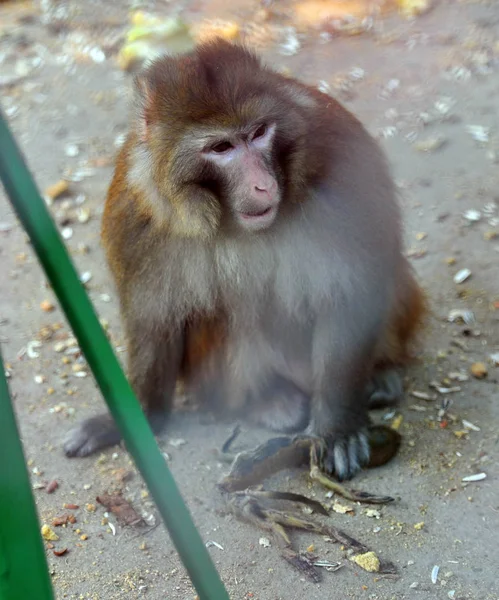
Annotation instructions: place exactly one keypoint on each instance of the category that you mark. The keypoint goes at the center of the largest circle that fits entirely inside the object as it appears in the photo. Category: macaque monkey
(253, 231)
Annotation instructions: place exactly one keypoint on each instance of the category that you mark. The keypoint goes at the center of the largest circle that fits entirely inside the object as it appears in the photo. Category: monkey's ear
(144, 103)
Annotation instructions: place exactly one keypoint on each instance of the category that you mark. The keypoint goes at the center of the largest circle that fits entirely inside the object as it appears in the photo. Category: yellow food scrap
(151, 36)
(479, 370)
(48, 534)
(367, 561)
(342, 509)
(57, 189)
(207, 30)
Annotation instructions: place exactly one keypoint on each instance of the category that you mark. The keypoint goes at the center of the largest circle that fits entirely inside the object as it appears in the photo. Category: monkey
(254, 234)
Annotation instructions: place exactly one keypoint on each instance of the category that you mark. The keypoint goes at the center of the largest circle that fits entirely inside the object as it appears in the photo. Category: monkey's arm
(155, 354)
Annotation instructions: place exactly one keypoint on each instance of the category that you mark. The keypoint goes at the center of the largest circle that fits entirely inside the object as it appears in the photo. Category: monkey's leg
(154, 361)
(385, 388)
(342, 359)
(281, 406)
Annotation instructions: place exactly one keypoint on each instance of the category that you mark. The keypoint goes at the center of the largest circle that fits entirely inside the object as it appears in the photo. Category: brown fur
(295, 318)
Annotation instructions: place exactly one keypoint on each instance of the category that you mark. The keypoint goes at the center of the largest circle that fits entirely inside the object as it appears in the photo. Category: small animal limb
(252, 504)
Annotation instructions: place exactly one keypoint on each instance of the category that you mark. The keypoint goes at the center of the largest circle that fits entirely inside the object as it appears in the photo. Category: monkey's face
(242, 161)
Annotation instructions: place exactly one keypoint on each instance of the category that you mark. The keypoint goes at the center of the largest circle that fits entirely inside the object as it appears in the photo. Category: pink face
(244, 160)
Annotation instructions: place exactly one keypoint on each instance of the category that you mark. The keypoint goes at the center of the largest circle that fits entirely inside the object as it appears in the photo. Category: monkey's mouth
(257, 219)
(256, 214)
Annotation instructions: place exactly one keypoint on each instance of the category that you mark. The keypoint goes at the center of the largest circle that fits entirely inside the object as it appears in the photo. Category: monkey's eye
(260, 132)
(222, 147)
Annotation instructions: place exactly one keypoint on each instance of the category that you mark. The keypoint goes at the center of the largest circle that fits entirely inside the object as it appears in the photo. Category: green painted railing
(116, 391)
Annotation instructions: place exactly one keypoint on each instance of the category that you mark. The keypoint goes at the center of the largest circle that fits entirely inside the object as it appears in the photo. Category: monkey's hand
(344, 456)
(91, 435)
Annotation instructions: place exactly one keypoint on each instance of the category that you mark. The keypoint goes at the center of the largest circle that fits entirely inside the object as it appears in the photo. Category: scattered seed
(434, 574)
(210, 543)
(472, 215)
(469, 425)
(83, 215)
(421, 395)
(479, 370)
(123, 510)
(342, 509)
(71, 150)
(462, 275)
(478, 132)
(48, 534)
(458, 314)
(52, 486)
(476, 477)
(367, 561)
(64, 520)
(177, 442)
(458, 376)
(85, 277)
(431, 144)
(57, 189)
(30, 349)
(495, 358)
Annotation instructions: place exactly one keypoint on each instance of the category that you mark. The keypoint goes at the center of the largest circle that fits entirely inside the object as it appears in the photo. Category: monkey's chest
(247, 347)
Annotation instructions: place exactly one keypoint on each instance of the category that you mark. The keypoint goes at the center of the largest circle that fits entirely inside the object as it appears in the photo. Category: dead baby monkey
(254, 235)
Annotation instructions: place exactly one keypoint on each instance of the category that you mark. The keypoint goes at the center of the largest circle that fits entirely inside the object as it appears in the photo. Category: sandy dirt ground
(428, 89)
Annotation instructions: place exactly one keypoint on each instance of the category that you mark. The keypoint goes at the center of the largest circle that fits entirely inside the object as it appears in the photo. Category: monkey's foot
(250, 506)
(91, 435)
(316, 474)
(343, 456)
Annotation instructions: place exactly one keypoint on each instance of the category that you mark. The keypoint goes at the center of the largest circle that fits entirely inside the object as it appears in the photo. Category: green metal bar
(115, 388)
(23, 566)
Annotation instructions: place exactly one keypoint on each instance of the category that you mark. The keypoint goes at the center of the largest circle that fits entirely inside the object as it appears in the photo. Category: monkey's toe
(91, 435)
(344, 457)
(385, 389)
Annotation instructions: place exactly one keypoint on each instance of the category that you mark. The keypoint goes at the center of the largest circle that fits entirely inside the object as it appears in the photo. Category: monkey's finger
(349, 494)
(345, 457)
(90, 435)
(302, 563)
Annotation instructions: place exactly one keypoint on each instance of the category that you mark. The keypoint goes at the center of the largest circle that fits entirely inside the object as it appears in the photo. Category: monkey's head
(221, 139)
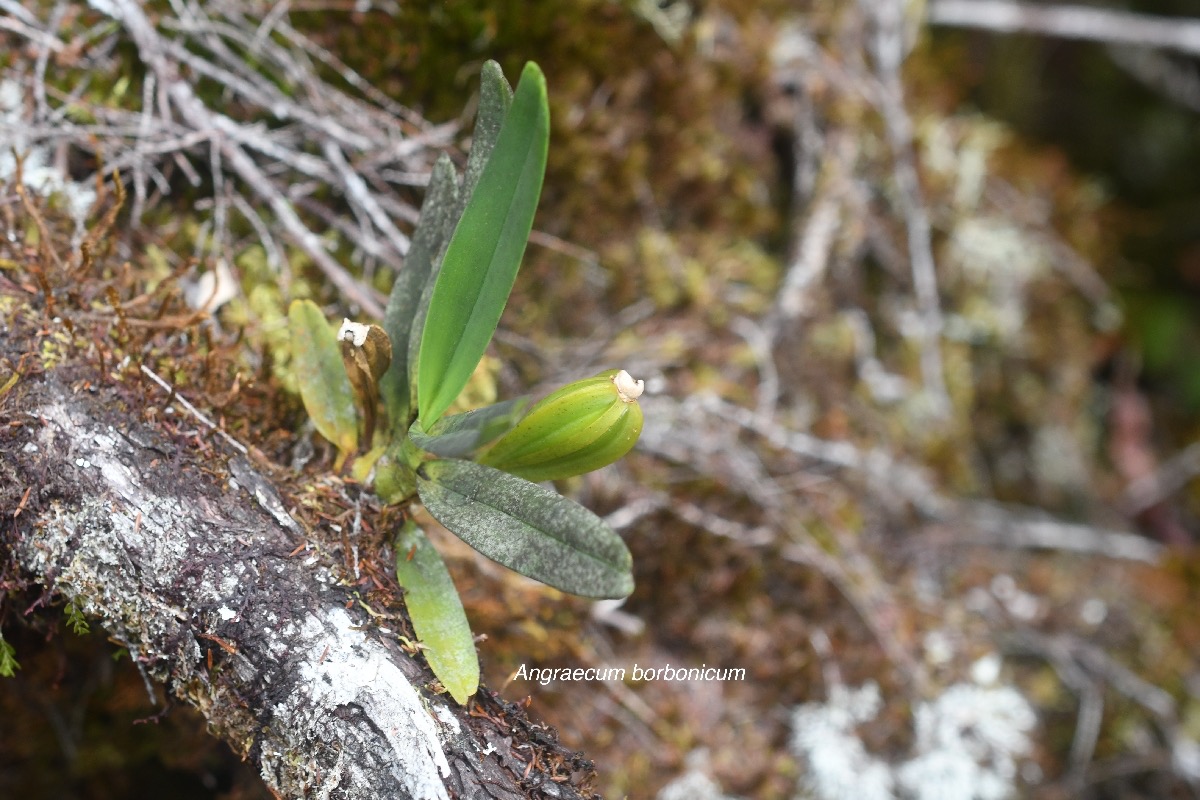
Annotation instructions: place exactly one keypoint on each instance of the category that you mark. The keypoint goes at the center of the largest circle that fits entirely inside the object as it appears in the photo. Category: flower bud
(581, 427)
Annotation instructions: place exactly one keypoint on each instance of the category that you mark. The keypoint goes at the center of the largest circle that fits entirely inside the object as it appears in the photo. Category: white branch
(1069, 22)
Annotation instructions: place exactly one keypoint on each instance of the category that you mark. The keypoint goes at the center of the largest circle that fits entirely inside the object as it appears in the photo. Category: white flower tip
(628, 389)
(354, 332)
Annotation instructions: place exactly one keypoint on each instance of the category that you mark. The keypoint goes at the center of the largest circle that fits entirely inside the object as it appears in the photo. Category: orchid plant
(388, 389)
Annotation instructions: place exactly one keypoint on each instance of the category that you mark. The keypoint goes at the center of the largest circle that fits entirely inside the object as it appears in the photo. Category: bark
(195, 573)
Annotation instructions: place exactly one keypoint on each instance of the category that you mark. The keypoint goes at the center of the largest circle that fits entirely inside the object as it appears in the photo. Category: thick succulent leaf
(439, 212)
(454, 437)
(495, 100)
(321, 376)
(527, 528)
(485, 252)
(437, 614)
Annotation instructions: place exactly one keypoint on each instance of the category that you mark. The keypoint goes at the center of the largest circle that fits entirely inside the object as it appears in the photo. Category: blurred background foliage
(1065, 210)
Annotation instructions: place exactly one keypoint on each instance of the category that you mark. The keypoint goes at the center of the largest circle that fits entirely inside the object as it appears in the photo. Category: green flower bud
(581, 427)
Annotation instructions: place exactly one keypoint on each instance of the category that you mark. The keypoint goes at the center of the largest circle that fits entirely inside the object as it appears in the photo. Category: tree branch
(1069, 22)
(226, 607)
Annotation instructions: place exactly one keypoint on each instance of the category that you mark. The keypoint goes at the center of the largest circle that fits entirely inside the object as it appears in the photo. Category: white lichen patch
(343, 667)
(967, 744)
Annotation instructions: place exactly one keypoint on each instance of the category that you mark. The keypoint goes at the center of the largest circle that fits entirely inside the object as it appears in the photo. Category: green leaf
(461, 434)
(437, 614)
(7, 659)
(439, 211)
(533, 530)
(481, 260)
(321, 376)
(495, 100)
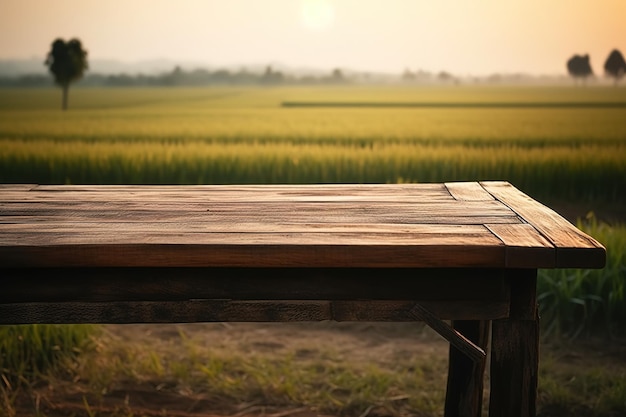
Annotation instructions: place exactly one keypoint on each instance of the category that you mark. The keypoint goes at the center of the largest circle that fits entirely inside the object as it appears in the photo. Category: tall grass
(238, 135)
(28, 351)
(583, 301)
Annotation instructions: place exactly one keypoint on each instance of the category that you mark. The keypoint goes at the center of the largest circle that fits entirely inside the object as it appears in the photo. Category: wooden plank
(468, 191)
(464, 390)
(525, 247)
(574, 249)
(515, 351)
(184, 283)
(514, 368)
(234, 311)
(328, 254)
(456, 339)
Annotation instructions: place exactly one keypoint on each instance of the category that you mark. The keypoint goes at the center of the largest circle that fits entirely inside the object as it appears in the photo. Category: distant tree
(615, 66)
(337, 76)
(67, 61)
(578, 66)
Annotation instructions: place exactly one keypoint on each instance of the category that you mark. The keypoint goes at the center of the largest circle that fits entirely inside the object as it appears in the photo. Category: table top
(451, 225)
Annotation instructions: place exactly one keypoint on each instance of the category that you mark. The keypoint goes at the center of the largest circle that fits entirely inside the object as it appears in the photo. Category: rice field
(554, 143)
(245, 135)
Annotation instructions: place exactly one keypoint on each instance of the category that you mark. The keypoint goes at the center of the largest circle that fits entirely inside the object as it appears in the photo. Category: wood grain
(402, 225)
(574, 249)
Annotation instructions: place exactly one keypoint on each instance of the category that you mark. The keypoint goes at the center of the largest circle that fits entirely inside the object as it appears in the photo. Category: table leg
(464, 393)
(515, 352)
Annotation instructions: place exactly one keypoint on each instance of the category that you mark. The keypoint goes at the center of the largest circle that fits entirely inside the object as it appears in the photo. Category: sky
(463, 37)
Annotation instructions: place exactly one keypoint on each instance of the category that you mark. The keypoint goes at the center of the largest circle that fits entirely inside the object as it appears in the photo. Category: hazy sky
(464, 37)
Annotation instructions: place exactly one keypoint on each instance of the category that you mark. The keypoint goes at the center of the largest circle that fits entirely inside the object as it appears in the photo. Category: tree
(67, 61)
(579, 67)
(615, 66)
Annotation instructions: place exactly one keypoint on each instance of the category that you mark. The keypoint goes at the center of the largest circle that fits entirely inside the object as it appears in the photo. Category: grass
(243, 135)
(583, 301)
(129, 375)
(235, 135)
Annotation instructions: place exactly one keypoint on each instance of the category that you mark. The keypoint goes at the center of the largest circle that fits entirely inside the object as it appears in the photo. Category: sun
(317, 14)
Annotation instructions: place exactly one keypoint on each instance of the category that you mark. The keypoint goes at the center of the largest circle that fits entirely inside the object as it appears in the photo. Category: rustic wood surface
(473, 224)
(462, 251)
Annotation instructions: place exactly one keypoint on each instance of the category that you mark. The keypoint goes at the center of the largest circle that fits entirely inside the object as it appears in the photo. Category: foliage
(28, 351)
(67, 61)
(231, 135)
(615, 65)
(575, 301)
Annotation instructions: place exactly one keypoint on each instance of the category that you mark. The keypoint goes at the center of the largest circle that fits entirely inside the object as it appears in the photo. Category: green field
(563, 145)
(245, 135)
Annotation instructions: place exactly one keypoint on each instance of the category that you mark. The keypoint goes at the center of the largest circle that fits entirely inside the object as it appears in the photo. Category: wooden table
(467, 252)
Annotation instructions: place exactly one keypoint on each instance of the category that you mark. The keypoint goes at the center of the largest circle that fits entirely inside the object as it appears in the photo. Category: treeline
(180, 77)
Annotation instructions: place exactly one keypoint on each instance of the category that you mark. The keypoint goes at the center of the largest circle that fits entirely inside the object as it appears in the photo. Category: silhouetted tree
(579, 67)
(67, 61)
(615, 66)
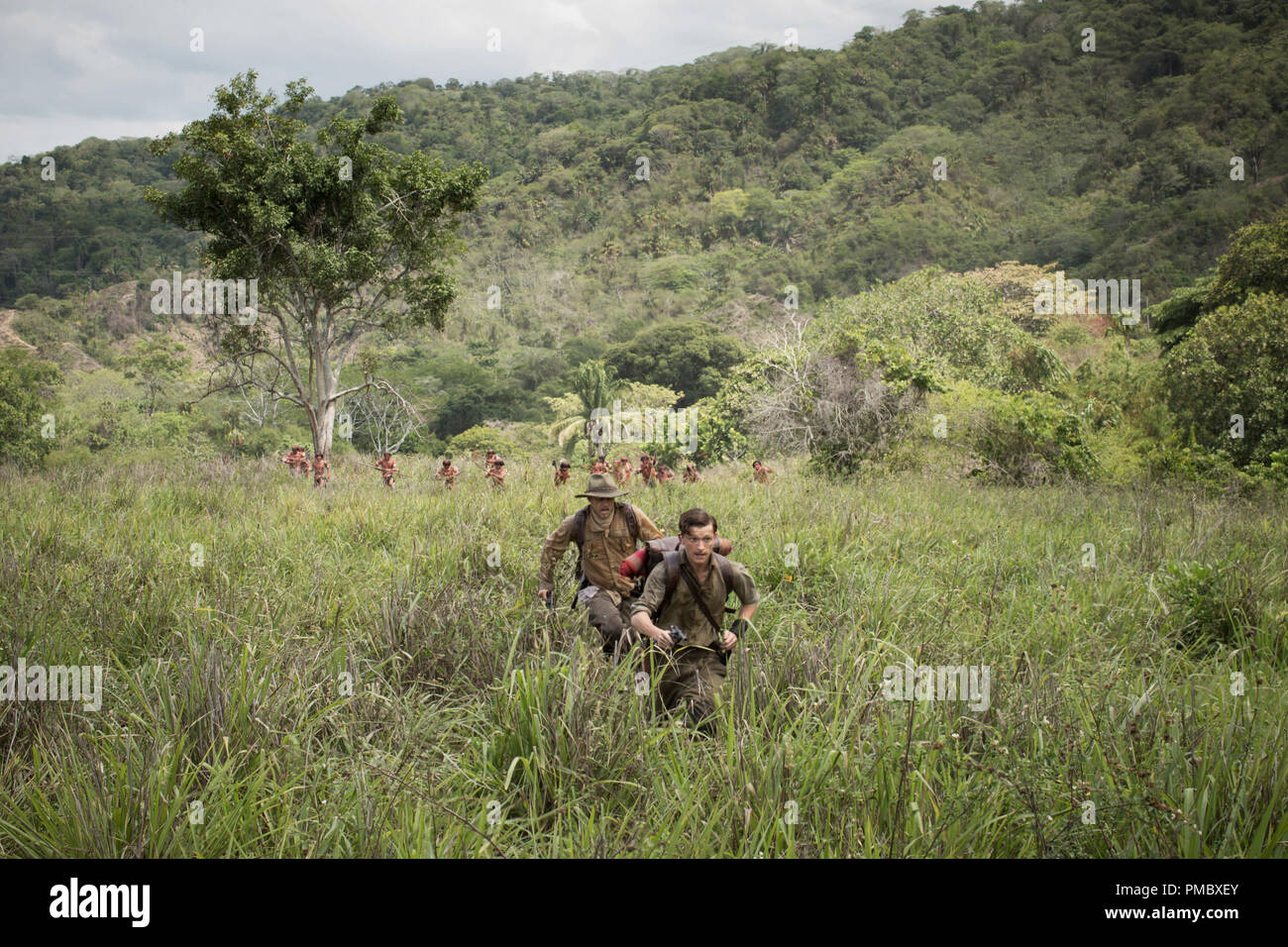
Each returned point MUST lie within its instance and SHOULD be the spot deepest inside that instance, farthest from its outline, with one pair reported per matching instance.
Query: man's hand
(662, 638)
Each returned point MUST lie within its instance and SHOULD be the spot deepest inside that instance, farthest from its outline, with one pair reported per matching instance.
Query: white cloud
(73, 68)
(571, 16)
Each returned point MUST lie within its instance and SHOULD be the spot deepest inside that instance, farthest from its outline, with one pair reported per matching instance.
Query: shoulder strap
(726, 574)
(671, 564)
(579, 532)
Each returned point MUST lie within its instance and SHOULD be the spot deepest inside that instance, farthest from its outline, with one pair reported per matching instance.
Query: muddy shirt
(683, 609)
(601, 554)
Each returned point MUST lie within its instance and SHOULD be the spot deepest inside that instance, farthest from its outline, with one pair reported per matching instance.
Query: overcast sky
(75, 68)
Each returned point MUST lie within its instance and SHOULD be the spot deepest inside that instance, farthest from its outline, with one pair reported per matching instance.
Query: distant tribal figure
###
Aim of the exercise:
Retype the line containing "Category: wooden table" and all lines after it through the end of the material, exactly and only those, leaving out pictures.

Answer below:
Annotation instructions: place exactly one keypoint on each instance of the category that you mark. The keypoint goes at the center of the largest circle that fits entirely inside the object as it appears in the photo. Category: wooden table
(467, 252)
Annotation instructions: place exactly one keypoint on each instance of the category that you mark. The keypoint goes at the center of the largest circle that fits entirely inside the object as it appears in the photo. Category: treeline
(180, 77)
Annotation instructions: place exactly one keypoint on each instance of the category that you mark. The keypoint goes at the center of the largest circle that fits entirely inside the object as it appears in the photo. Category: silhouetted tree
(579, 67)
(67, 61)
(615, 66)
Each returned point MUST lie within its instance and SHOULD be the spot deepest inside that instance, farthest from its outline, with one pair reported per matching instance.
Query: man's hand
(662, 638)
Each returned point MUST lie within its instance and SHOULD be the spot deepest inside that instance, farthest from its outline, with one pair reported per matching instance.
Query: white cloud
(73, 68)
(571, 16)
Each returned point MUST lie within its instance and SHOULD be the spot deepest inside that instance, farthest from its outline, with one pair reported per matching instance.
Query: shoulder strap
(726, 574)
(671, 564)
(579, 532)
Each returned point MUST lie within its instance and SHOULD be the spot deepest inside that instance, farthest from its outline, with one pair reported per matching instance.
Query: muddy shirt
(683, 609)
(601, 554)
Each returned point MUST lie within its instance and SHOULD be the spot deepest inside that instance, farthest from its outline, with one pair reported per matching instance.
Query: overcast sky
(75, 68)
Each returned point MUST lie within its instance and SHOULD be the spot deepest inside that instance, farthest from its outline, with one pair reported per matching instance.
Query: distant tribal figure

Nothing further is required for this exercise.